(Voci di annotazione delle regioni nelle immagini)

┌────────

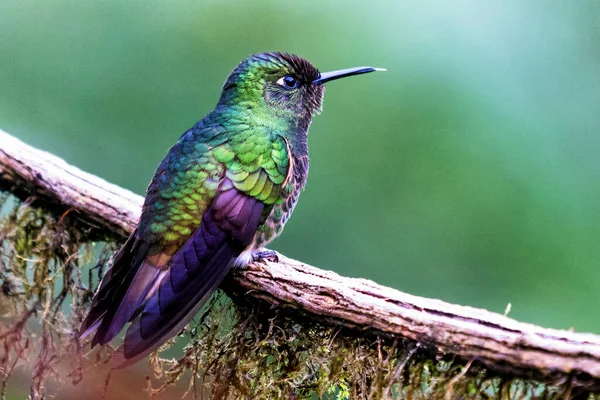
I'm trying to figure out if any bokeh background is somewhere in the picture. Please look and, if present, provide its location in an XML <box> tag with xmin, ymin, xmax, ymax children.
<box><xmin>0</xmin><ymin>0</ymin><xmax>600</xmax><ymax>352</ymax></box>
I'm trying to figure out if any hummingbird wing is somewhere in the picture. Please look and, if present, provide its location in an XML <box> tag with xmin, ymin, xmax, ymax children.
<box><xmin>81</xmin><ymin>123</ymin><xmax>289</xmax><ymax>365</ymax></box>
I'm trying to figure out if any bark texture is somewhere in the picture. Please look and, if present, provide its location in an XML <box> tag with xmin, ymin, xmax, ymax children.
<box><xmin>0</xmin><ymin>131</ymin><xmax>600</xmax><ymax>391</ymax></box>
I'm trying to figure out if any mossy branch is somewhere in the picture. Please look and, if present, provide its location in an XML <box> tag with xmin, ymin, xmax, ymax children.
<box><xmin>0</xmin><ymin>131</ymin><xmax>600</xmax><ymax>391</ymax></box>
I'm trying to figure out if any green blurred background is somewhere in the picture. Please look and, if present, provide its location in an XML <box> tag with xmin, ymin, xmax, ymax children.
<box><xmin>0</xmin><ymin>0</ymin><xmax>600</xmax><ymax>333</ymax></box>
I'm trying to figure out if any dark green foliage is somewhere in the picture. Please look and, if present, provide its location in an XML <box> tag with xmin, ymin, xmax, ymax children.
<box><xmin>0</xmin><ymin>194</ymin><xmax>595</xmax><ymax>399</ymax></box>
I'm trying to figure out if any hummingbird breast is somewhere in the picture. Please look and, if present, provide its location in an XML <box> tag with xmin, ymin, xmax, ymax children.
<box><xmin>251</xmin><ymin>155</ymin><xmax>308</xmax><ymax>250</ymax></box>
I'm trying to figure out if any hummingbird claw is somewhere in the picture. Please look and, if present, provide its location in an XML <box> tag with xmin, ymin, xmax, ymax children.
<box><xmin>252</xmin><ymin>250</ymin><xmax>279</xmax><ymax>262</ymax></box>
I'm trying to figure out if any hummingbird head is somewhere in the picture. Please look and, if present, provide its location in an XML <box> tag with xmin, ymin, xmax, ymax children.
<box><xmin>219</xmin><ymin>53</ymin><xmax>377</xmax><ymax>121</ymax></box>
<box><xmin>217</xmin><ymin>53</ymin><xmax>380</xmax><ymax>154</ymax></box>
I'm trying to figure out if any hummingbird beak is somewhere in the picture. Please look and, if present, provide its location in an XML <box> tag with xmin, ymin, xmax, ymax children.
<box><xmin>312</xmin><ymin>67</ymin><xmax>387</xmax><ymax>85</ymax></box>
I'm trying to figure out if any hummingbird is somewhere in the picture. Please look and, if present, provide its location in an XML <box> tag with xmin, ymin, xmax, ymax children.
<box><xmin>79</xmin><ymin>52</ymin><xmax>383</xmax><ymax>367</ymax></box>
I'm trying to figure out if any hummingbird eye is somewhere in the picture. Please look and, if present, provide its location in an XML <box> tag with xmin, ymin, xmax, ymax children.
<box><xmin>277</xmin><ymin>75</ymin><xmax>300</xmax><ymax>90</ymax></box>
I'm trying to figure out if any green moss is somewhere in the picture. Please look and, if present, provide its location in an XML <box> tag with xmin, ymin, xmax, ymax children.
<box><xmin>0</xmin><ymin>194</ymin><xmax>598</xmax><ymax>400</ymax></box>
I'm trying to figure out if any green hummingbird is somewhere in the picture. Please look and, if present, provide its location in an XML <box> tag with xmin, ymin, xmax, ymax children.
<box><xmin>79</xmin><ymin>53</ymin><xmax>382</xmax><ymax>366</ymax></box>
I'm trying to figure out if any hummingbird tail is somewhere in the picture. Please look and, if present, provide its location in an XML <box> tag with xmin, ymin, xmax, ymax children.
<box><xmin>116</xmin><ymin>184</ymin><xmax>265</xmax><ymax>367</ymax></box>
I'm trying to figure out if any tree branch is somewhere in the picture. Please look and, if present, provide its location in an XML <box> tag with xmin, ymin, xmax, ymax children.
<box><xmin>0</xmin><ymin>131</ymin><xmax>600</xmax><ymax>390</ymax></box>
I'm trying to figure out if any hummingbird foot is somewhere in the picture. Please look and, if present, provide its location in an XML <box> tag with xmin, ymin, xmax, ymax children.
<box><xmin>252</xmin><ymin>249</ymin><xmax>279</xmax><ymax>262</ymax></box>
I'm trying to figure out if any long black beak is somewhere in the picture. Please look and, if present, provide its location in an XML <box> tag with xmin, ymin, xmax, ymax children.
<box><xmin>313</xmin><ymin>67</ymin><xmax>387</xmax><ymax>85</ymax></box>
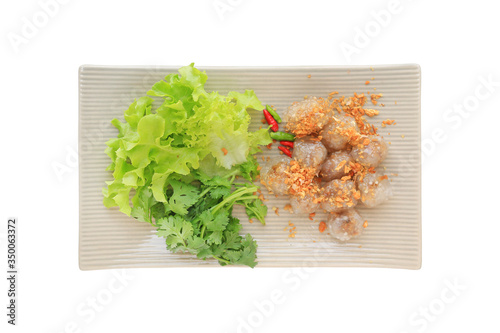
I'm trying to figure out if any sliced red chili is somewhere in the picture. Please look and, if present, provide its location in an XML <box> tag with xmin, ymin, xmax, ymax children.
<box><xmin>280</xmin><ymin>141</ymin><xmax>293</xmax><ymax>148</ymax></box>
<box><xmin>262</xmin><ymin>109</ymin><xmax>279</xmax><ymax>132</ymax></box>
<box><xmin>278</xmin><ymin>146</ymin><xmax>292</xmax><ymax>157</ymax></box>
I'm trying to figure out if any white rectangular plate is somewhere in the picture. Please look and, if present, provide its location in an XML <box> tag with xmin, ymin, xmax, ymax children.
<box><xmin>79</xmin><ymin>65</ymin><xmax>422</xmax><ymax>270</ymax></box>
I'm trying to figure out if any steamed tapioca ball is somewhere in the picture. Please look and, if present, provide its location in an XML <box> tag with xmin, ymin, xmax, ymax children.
<box><xmin>320</xmin><ymin>150</ymin><xmax>353</xmax><ymax>182</ymax></box>
<box><xmin>320</xmin><ymin>114</ymin><xmax>359</xmax><ymax>152</ymax></box>
<box><xmin>290</xmin><ymin>193</ymin><xmax>320</xmax><ymax>214</ymax></box>
<box><xmin>284</xmin><ymin>97</ymin><xmax>330</xmax><ymax>137</ymax></box>
<box><xmin>321</xmin><ymin>179</ymin><xmax>359</xmax><ymax>212</ymax></box>
<box><xmin>351</xmin><ymin>135</ymin><xmax>388</xmax><ymax>168</ymax></box>
<box><xmin>292</xmin><ymin>137</ymin><xmax>328</xmax><ymax>169</ymax></box>
<box><xmin>260</xmin><ymin>155</ymin><xmax>292</xmax><ymax>195</ymax></box>
<box><xmin>326</xmin><ymin>209</ymin><xmax>365</xmax><ymax>241</ymax></box>
<box><xmin>356</xmin><ymin>171</ymin><xmax>392</xmax><ymax>208</ymax></box>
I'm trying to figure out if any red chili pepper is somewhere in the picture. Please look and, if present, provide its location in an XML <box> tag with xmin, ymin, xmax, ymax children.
<box><xmin>280</xmin><ymin>141</ymin><xmax>293</xmax><ymax>148</ymax></box>
<box><xmin>278</xmin><ymin>146</ymin><xmax>292</xmax><ymax>157</ymax></box>
<box><xmin>262</xmin><ymin>109</ymin><xmax>279</xmax><ymax>132</ymax></box>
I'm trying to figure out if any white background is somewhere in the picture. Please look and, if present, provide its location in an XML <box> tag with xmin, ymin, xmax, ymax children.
<box><xmin>0</xmin><ymin>0</ymin><xmax>500</xmax><ymax>333</ymax></box>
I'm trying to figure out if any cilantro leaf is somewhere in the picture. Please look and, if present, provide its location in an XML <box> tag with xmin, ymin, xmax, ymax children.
<box><xmin>168</xmin><ymin>180</ymin><xmax>199</xmax><ymax>215</ymax></box>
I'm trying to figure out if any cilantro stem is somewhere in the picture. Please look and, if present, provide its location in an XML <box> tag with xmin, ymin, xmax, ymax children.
<box><xmin>212</xmin><ymin>254</ymin><xmax>231</xmax><ymax>265</ymax></box>
<box><xmin>210</xmin><ymin>186</ymin><xmax>257</xmax><ymax>213</ymax></box>
<box><xmin>200</xmin><ymin>225</ymin><xmax>206</xmax><ymax>238</ymax></box>
<box><xmin>234</xmin><ymin>195</ymin><xmax>259</xmax><ymax>201</ymax></box>
<box><xmin>200</xmin><ymin>187</ymin><xmax>213</xmax><ymax>198</ymax></box>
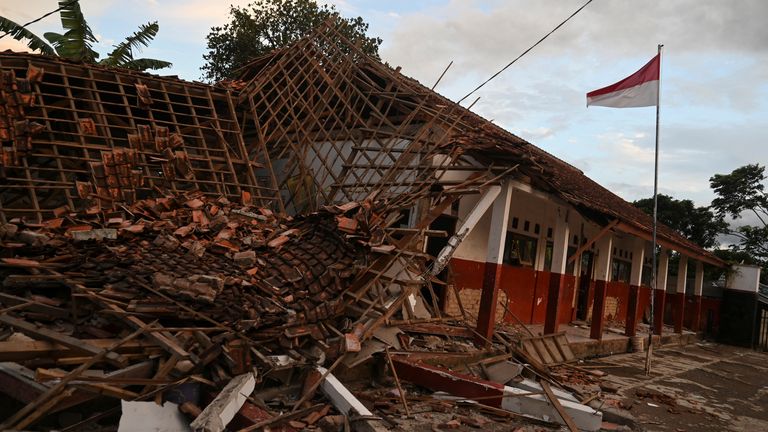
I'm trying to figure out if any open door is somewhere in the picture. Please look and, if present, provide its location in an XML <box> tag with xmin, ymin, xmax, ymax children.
<box><xmin>576</xmin><ymin>251</ymin><xmax>595</xmax><ymax>321</ymax></box>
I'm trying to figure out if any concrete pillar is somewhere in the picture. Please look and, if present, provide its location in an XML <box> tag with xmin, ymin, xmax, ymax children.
<box><xmin>673</xmin><ymin>254</ymin><xmax>688</xmax><ymax>333</ymax></box>
<box><xmin>691</xmin><ymin>261</ymin><xmax>704</xmax><ymax>332</ymax></box>
<box><xmin>653</xmin><ymin>247</ymin><xmax>669</xmax><ymax>336</ymax></box>
<box><xmin>589</xmin><ymin>232</ymin><xmax>613</xmax><ymax>339</ymax></box>
<box><xmin>624</xmin><ymin>238</ymin><xmax>645</xmax><ymax>336</ymax></box>
<box><xmin>544</xmin><ymin>206</ymin><xmax>571</xmax><ymax>334</ymax></box>
<box><xmin>476</xmin><ymin>182</ymin><xmax>512</xmax><ymax>345</ymax></box>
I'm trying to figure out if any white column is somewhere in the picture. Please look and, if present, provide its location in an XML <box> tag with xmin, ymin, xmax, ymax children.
<box><xmin>629</xmin><ymin>238</ymin><xmax>645</xmax><ymax>286</ymax></box>
<box><xmin>432</xmin><ymin>186</ymin><xmax>509</xmax><ymax>275</ymax></box>
<box><xmin>675</xmin><ymin>254</ymin><xmax>688</xmax><ymax>294</ymax></box>
<box><xmin>693</xmin><ymin>261</ymin><xmax>704</xmax><ymax>296</ymax></box>
<box><xmin>656</xmin><ymin>247</ymin><xmax>669</xmax><ymax>291</ymax></box>
<box><xmin>595</xmin><ymin>232</ymin><xmax>613</xmax><ymax>281</ymax></box>
<box><xmin>485</xmin><ymin>182</ymin><xmax>512</xmax><ymax>264</ymax></box>
<box><xmin>548</xmin><ymin>206</ymin><xmax>571</xmax><ymax>274</ymax></box>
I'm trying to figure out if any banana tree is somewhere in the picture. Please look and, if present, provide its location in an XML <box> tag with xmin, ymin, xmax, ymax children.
<box><xmin>0</xmin><ymin>0</ymin><xmax>171</xmax><ymax>71</ymax></box>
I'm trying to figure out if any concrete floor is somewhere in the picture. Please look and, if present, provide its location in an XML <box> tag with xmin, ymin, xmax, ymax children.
<box><xmin>526</xmin><ymin>322</ymin><xmax>698</xmax><ymax>359</ymax></box>
<box><xmin>584</xmin><ymin>343</ymin><xmax>768</xmax><ymax>432</ymax></box>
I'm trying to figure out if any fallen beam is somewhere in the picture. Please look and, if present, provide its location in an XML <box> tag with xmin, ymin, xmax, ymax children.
<box><xmin>0</xmin><ymin>314</ymin><xmax>128</xmax><ymax>367</ymax></box>
<box><xmin>392</xmin><ymin>358</ymin><xmax>603</xmax><ymax>431</ymax></box>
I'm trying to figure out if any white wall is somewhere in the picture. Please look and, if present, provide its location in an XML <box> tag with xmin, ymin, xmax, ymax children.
<box><xmin>725</xmin><ymin>264</ymin><xmax>760</xmax><ymax>293</ymax></box>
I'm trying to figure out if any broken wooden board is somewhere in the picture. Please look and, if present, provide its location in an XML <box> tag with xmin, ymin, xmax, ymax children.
<box><xmin>190</xmin><ymin>373</ymin><xmax>256</xmax><ymax>432</ymax></box>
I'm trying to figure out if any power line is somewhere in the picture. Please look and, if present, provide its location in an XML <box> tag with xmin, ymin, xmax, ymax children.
<box><xmin>456</xmin><ymin>0</ymin><xmax>593</xmax><ymax>103</ymax></box>
<box><xmin>0</xmin><ymin>0</ymin><xmax>80</xmax><ymax>39</ymax></box>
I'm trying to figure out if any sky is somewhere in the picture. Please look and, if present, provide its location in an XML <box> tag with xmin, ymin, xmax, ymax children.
<box><xmin>0</xmin><ymin>0</ymin><xmax>768</xmax><ymax>213</ymax></box>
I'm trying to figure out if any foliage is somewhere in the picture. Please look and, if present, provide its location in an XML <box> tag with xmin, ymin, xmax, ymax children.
<box><xmin>0</xmin><ymin>0</ymin><xmax>171</xmax><ymax>70</ymax></box>
<box><xmin>709</xmin><ymin>164</ymin><xmax>768</xmax><ymax>281</ymax></box>
<box><xmin>632</xmin><ymin>194</ymin><xmax>728</xmax><ymax>249</ymax></box>
<box><xmin>201</xmin><ymin>0</ymin><xmax>381</xmax><ymax>81</ymax></box>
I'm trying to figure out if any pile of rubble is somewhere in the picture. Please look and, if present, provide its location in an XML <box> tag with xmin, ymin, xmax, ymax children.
<box><xmin>0</xmin><ymin>193</ymin><xmax>600</xmax><ymax>431</ymax></box>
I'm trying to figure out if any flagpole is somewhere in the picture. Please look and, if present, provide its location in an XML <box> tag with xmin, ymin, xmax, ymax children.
<box><xmin>645</xmin><ymin>44</ymin><xmax>664</xmax><ymax>375</ymax></box>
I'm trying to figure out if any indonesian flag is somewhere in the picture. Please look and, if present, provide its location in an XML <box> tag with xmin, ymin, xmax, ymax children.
<box><xmin>587</xmin><ymin>54</ymin><xmax>661</xmax><ymax>108</ymax></box>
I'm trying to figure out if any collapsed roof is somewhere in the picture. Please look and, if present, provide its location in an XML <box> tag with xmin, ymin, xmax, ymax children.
<box><xmin>0</xmin><ymin>23</ymin><xmax>723</xmax><ymax>266</ymax></box>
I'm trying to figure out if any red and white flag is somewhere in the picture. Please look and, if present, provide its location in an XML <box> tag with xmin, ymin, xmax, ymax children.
<box><xmin>587</xmin><ymin>54</ymin><xmax>661</xmax><ymax>108</ymax></box>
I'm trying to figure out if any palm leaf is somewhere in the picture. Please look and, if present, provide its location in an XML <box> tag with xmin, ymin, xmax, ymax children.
<box><xmin>49</xmin><ymin>0</ymin><xmax>99</xmax><ymax>63</ymax></box>
<box><xmin>99</xmin><ymin>21</ymin><xmax>160</xmax><ymax>66</ymax></box>
<box><xmin>120</xmin><ymin>58</ymin><xmax>173</xmax><ymax>71</ymax></box>
<box><xmin>0</xmin><ymin>17</ymin><xmax>56</xmax><ymax>55</ymax></box>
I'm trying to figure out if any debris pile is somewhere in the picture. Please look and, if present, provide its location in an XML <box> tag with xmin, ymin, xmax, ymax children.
<box><xmin>0</xmin><ymin>192</ymin><xmax>599</xmax><ymax>431</ymax></box>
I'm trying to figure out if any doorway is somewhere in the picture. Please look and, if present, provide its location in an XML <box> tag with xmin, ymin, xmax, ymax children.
<box><xmin>576</xmin><ymin>251</ymin><xmax>595</xmax><ymax>321</ymax></box>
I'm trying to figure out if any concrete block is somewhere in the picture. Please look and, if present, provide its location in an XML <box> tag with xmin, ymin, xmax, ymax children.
<box><xmin>501</xmin><ymin>386</ymin><xmax>603</xmax><ymax>431</ymax></box>
<box><xmin>190</xmin><ymin>373</ymin><xmax>256</xmax><ymax>432</ymax></box>
<box><xmin>117</xmin><ymin>400</ymin><xmax>191</xmax><ymax>432</ymax></box>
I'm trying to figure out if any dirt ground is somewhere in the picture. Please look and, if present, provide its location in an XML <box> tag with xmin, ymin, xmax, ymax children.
<box><xmin>584</xmin><ymin>343</ymin><xmax>768</xmax><ymax>432</ymax></box>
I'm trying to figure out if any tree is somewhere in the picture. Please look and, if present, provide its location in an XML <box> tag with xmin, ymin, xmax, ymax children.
<box><xmin>632</xmin><ymin>194</ymin><xmax>728</xmax><ymax>249</ymax></box>
<box><xmin>200</xmin><ymin>0</ymin><xmax>381</xmax><ymax>82</ymax></box>
<box><xmin>709</xmin><ymin>164</ymin><xmax>768</xmax><ymax>281</ymax></box>
<box><xmin>0</xmin><ymin>0</ymin><xmax>171</xmax><ymax>71</ymax></box>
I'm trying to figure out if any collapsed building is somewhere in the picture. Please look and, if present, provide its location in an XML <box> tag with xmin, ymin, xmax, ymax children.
<box><xmin>0</xmin><ymin>24</ymin><xmax>760</xmax><ymax>430</ymax></box>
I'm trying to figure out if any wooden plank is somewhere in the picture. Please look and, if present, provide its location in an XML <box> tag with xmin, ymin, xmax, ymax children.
<box><xmin>541</xmin><ymin>335</ymin><xmax>565</xmax><ymax>363</ymax></box>
<box><xmin>0</xmin><ymin>339</ymin><xmax>159</xmax><ymax>362</ymax></box>
<box><xmin>0</xmin><ymin>314</ymin><xmax>128</xmax><ymax>367</ymax></box>
<box><xmin>555</xmin><ymin>333</ymin><xmax>576</xmax><ymax>362</ymax></box>
<box><xmin>539</xmin><ymin>380</ymin><xmax>579</xmax><ymax>432</ymax></box>
<box><xmin>522</xmin><ymin>339</ymin><xmax>544</xmax><ymax>364</ymax></box>
<box><xmin>531</xmin><ymin>338</ymin><xmax>554</xmax><ymax>365</ymax></box>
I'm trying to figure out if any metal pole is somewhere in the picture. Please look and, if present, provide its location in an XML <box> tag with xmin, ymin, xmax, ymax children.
<box><xmin>645</xmin><ymin>44</ymin><xmax>664</xmax><ymax>375</ymax></box>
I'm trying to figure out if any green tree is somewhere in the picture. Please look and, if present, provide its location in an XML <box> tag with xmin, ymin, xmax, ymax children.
<box><xmin>200</xmin><ymin>0</ymin><xmax>381</xmax><ymax>82</ymax></box>
<box><xmin>709</xmin><ymin>164</ymin><xmax>768</xmax><ymax>281</ymax></box>
<box><xmin>632</xmin><ymin>194</ymin><xmax>728</xmax><ymax>249</ymax></box>
<box><xmin>0</xmin><ymin>0</ymin><xmax>171</xmax><ymax>71</ymax></box>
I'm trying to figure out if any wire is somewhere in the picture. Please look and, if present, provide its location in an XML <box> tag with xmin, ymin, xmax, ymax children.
<box><xmin>456</xmin><ymin>0</ymin><xmax>593</xmax><ymax>104</ymax></box>
<box><xmin>0</xmin><ymin>0</ymin><xmax>80</xmax><ymax>39</ymax></box>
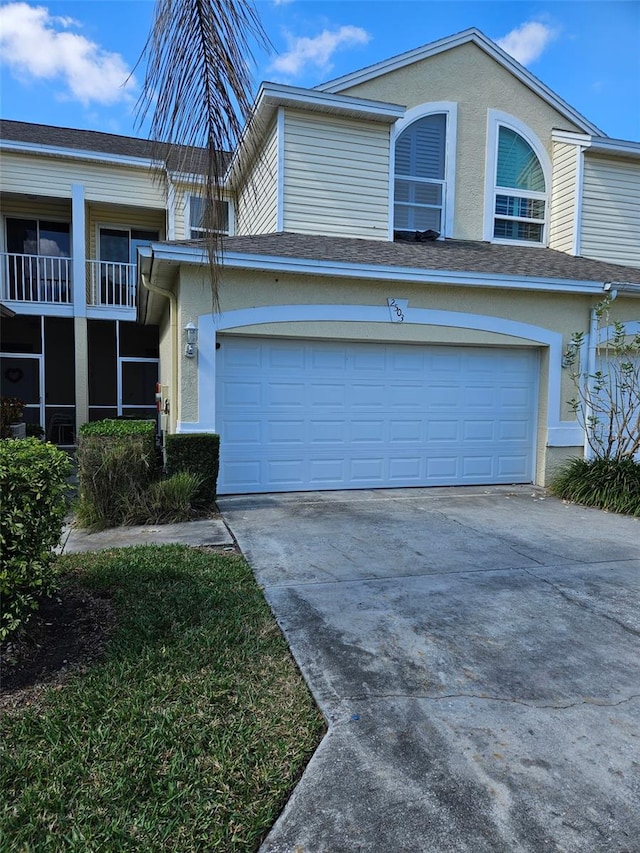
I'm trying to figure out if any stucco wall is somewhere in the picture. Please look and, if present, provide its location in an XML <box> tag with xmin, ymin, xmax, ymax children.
<box><xmin>343</xmin><ymin>44</ymin><xmax>579</xmax><ymax>240</ymax></box>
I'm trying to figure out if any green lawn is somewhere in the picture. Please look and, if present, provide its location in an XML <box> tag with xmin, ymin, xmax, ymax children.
<box><xmin>0</xmin><ymin>545</ymin><xmax>324</xmax><ymax>853</ymax></box>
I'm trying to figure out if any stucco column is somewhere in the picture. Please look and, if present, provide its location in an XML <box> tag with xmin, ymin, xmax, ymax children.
<box><xmin>73</xmin><ymin>317</ymin><xmax>89</xmax><ymax>434</ymax></box>
<box><xmin>71</xmin><ymin>184</ymin><xmax>89</xmax><ymax>433</ymax></box>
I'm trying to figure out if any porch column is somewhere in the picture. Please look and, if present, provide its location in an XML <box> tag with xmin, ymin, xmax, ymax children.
<box><xmin>71</xmin><ymin>184</ymin><xmax>89</xmax><ymax>433</ymax></box>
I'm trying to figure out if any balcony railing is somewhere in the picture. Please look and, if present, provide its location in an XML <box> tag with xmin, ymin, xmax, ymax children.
<box><xmin>0</xmin><ymin>252</ymin><xmax>136</xmax><ymax>308</ymax></box>
<box><xmin>87</xmin><ymin>261</ymin><xmax>137</xmax><ymax>308</ymax></box>
<box><xmin>0</xmin><ymin>252</ymin><xmax>73</xmax><ymax>305</ymax></box>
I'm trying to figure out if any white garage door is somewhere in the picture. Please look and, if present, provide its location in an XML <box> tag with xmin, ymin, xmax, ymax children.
<box><xmin>216</xmin><ymin>336</ymin><xmax>538</xmax><ymax>494</ymax></box>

└────────

- **CONSEGNA ASSEGNATA**
Raccogli dalle righe qui sopra tutte quelle che contengono la parola "leaf" e trascrivile.

- **RISULTATO DEL COMPITO**
I'm trying to figure out if any cilantro leaf is somewhere in the picture. Please look and, if present, provide its location in an XML <box> tag with xmin, ymin, xmax, ymax children.
I'm trying to figure out if any palm leaf is somewhere in the picture. Please look and, if present, provide its location in an XML <box> tag with xmin, ymin, xmax, ymax children.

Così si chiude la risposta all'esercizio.